◆ The problem
Return a copy of every line in the data below that contains "tooth".
──────
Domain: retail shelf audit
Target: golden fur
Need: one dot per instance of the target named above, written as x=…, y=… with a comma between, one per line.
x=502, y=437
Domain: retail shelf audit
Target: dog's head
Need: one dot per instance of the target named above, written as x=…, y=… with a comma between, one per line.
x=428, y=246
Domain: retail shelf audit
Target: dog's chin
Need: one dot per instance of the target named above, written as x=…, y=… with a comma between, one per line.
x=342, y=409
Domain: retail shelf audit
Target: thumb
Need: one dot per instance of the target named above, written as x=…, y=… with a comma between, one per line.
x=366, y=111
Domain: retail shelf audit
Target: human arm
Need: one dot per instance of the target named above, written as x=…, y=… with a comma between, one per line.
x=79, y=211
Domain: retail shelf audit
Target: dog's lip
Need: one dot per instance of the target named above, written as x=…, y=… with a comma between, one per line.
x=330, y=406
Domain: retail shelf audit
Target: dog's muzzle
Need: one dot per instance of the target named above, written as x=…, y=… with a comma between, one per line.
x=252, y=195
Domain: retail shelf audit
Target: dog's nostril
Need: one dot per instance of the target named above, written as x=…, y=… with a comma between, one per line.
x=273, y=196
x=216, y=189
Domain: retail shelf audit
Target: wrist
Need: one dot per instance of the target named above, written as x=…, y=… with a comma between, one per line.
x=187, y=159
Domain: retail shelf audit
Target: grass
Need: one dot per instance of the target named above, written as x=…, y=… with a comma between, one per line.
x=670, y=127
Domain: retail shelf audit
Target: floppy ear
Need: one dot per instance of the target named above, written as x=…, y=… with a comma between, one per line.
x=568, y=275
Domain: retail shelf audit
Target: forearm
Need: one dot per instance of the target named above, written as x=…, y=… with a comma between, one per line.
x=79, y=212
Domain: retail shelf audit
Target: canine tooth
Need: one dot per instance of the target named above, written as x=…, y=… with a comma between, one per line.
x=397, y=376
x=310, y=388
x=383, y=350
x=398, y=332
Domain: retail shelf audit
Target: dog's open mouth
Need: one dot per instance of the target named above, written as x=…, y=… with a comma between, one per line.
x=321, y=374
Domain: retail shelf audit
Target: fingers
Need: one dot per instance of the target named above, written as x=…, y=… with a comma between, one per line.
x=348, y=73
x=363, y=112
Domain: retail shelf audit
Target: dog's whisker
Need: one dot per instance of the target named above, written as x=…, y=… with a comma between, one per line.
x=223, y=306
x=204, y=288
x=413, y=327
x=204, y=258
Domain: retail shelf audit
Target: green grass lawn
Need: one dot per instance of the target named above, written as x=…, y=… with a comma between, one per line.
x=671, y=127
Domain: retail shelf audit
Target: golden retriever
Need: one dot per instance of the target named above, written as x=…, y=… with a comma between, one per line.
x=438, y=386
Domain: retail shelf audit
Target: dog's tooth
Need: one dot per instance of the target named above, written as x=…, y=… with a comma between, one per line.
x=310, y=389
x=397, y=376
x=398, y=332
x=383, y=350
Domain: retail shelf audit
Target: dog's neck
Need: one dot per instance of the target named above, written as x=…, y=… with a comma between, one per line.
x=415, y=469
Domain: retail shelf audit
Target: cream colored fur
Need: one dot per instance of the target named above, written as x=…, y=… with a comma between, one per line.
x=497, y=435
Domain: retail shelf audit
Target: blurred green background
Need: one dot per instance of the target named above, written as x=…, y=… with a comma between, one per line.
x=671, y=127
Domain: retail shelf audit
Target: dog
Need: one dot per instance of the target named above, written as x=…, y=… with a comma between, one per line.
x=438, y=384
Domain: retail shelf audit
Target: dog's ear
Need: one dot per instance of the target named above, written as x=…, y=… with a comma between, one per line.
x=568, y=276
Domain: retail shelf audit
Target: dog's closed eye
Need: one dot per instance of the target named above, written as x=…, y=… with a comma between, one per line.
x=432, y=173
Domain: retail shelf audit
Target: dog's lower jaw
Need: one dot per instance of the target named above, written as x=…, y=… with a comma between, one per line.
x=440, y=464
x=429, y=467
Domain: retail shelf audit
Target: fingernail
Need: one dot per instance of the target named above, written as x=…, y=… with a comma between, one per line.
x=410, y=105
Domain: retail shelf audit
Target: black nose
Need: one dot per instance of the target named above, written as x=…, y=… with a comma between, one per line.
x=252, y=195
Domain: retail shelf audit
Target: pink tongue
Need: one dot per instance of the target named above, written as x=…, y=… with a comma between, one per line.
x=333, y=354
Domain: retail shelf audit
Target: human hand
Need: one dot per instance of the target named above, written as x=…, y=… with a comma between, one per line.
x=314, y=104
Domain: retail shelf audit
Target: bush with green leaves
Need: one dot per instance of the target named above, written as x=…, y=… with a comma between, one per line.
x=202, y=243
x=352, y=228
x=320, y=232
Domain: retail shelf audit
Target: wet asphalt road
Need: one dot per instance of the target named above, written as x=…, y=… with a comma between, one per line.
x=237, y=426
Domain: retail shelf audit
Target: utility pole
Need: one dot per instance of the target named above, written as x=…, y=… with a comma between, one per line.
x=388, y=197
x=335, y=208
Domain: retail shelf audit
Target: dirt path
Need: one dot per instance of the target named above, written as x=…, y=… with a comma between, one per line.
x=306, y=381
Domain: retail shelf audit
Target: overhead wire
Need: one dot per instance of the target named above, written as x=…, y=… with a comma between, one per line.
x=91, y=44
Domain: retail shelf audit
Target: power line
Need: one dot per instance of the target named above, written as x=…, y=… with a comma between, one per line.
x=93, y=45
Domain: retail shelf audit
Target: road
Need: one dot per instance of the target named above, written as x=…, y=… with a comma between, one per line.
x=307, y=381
──────
◆ Answer section
Target: canine tooth
Target: dog's tooth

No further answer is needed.